=== Records for the task ===

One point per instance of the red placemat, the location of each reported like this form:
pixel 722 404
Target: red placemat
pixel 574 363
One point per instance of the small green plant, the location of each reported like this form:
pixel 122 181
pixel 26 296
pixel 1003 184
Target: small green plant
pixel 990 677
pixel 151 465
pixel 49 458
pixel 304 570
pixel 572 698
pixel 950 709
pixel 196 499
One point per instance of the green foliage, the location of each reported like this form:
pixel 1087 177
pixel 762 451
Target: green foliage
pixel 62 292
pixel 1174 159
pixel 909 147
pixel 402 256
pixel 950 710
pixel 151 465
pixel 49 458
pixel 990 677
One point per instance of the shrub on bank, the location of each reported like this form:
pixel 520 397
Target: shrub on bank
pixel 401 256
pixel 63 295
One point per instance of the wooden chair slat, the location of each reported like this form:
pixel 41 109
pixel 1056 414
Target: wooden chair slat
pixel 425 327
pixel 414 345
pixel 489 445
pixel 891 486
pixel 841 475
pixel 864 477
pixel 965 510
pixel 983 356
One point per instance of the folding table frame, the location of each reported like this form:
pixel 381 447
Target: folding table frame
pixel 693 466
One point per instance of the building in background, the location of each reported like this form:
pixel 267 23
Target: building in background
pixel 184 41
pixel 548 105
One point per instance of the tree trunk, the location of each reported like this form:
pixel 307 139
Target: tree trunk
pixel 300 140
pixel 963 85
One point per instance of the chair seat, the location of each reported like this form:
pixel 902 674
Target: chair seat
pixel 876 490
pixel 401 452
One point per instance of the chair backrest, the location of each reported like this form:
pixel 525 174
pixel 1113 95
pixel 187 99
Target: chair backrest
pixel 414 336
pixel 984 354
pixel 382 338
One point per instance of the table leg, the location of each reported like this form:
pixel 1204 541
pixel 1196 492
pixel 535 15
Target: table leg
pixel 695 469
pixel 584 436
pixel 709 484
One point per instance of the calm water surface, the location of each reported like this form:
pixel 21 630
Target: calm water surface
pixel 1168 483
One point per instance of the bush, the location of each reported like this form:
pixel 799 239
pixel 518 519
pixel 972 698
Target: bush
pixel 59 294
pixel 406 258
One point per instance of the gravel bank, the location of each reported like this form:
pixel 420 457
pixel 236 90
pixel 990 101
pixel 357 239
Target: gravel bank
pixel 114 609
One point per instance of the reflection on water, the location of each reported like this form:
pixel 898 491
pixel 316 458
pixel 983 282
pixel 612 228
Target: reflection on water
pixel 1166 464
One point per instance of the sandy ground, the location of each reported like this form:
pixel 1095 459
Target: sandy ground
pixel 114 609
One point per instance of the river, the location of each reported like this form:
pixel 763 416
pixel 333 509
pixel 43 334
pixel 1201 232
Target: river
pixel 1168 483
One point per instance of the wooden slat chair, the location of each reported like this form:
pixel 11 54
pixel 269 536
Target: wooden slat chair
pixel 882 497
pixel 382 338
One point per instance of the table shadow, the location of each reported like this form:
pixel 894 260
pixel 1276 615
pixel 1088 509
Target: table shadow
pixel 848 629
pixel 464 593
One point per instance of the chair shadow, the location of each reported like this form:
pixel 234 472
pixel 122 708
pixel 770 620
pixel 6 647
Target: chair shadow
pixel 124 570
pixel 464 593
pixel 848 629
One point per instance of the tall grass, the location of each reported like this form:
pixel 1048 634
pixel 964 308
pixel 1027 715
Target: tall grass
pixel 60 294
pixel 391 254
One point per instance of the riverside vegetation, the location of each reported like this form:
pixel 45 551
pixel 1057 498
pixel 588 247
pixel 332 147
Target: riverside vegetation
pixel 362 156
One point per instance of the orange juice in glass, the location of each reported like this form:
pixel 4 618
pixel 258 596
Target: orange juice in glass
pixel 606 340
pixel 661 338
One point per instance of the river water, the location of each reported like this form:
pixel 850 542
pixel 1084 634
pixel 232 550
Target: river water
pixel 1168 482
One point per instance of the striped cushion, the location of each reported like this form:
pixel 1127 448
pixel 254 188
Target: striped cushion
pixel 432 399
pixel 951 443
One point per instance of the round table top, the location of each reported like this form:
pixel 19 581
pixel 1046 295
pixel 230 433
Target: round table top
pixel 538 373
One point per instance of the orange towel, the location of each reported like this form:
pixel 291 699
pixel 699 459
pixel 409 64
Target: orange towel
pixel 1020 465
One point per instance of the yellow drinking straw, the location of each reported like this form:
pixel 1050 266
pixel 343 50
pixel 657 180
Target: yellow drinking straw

===

What to produce - In the records, which lines mention the word "yellow"? Copy those lines.

Your response -
One point per instance of the yellow drinking straw, the location of each reported like this form:
Target: yellow drinking straw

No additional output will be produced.